## begin
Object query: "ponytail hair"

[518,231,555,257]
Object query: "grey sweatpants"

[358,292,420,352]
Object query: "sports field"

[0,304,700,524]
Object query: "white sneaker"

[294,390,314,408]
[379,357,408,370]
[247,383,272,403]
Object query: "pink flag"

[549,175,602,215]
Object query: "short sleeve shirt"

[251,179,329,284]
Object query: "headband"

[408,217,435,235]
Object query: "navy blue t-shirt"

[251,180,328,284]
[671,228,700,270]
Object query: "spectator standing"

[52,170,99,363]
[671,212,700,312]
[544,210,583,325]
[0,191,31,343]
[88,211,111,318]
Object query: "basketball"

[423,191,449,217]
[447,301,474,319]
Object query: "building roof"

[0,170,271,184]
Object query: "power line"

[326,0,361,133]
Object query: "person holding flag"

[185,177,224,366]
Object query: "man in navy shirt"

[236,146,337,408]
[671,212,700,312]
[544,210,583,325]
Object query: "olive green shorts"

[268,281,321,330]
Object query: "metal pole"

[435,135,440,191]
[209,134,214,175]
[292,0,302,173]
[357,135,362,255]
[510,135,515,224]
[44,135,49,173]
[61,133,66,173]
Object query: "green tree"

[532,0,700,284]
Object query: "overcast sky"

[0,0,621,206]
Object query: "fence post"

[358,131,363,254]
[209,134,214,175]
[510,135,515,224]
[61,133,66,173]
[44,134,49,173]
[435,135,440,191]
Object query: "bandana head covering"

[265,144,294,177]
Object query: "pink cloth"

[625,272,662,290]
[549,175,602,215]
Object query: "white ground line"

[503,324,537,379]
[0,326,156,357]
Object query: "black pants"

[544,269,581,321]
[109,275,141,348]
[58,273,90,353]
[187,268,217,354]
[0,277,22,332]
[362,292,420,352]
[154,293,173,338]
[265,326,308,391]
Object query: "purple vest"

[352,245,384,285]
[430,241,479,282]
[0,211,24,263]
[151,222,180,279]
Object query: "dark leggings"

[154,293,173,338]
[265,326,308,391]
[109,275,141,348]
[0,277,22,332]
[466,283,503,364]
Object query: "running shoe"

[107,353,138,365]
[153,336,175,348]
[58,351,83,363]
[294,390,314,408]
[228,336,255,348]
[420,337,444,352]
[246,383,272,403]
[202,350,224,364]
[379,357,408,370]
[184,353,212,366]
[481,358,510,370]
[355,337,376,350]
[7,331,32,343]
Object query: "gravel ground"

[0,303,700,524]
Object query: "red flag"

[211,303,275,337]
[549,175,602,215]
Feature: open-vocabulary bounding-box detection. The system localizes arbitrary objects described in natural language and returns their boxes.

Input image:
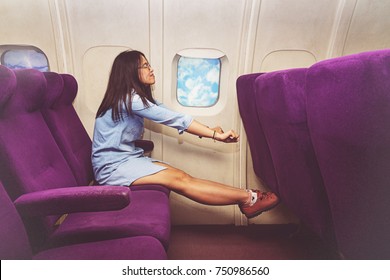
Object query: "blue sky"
## end
Objective >>
Return all of the records above verbatim, omitting the pictures.

Task response >>
Object query: "ponytail hair"

[518,231,555,257]
Object query: "grey sweatpants"

[358,292,420,352]
Object query: "sports field"

[0,304,700,524]
Object query: "white sneaker"

[294,390,314,408]
[379,357,408,370]
[247,383,272,403]
Object query: "pink flag"

[549,175,602,215]
Object query: "short sleeve shirt"

[251,179,329,284]
Object query: "headband"

[408,217,435,235]
Object query: "navy blue t-shirt"

[251,180,328,284]
[671,228,700,270]
Object query: "spectator standing"

[52,170,99,363]
[671,212,700,312]
[544,210,583,325]
[0,191,31,343]
[88,211,111,318]
Object query: "basketball"

[423,191,449,217]
[447,301,474,319]
Object query: "building roof"

[0,170,271,184]
Object query: "power line"

[326,0,361,133]
Object query: "person holding flag"

[185,177,224,366]
Object query: "man in navy shirt"

[236,146,337,408]
[671,212,700,312]
[544,210,583,325]
Object query: "olive green shorts"

[268,281,321,330]
Object query: "metal pole"

[435,135,440,191]
[209,134,214,175]
[292,0,302,173]
[357,135,362,255]
[510,135,515,224]
[44,135,49,173]
[61,133,66,173]
Object query: "green tree"

[532,0,700,284]
Object query: "overcast sky"

[0,0,621,206]
Object query: "fence post"

[358,131,363,254]
[209,134,214,175]
[510,135,515,224]
[61,133,66,173]
[44,134,49,173]
[435,135,440,191]
Object query: "bandana head covering"

[265,144,294,177]
Object query: "pink cloth"

[625,272,662,290]
[549,175,602,215]
Object query: "white ground line"

[503,324,537,379]
[0,326,156,357]
Object query: "black pants"

[544,269,581,321]
[109,275,141,348]
[58,273,90,353]
[187,268,217,354]
[0,277,22,332]
[362,292,420,352]
[154,293,173,338]
[265,326,308,391]
Object query: "purple vest"

[352,245,384,285]
[430,241,479,282]
[0,211,24,263]
[151,222,180,279]
Object query: "dark leggings"

[154,293,173,338]
[265,326,308,391]
[109,275,141,348]
[0,277,22,332]
[466,283,503,364]
Object query: "running shoe"

[107,353,138,365]
[153,336,175,348]
[58,351,83,363]
[294,390,314,408]
[228,336,255,348]
[420,337,444,352]
[246,383,272,403]
[202,350,224,364]
[379,357,408,370]
[184,353,212,366]
[481,358,510,370]
[355,337,376,350]
[7,331,32,343]
Object query: "gravel ground"

[0,303,700,524]
Object query: "red flag"

[211,303,275,337]
[549,175,602,215]
Feature: open-vocabulary bounding-box detection. The system localizes arbitrary objects described in natural language and returns their boxes.

Input image:
Object query: "blue sky"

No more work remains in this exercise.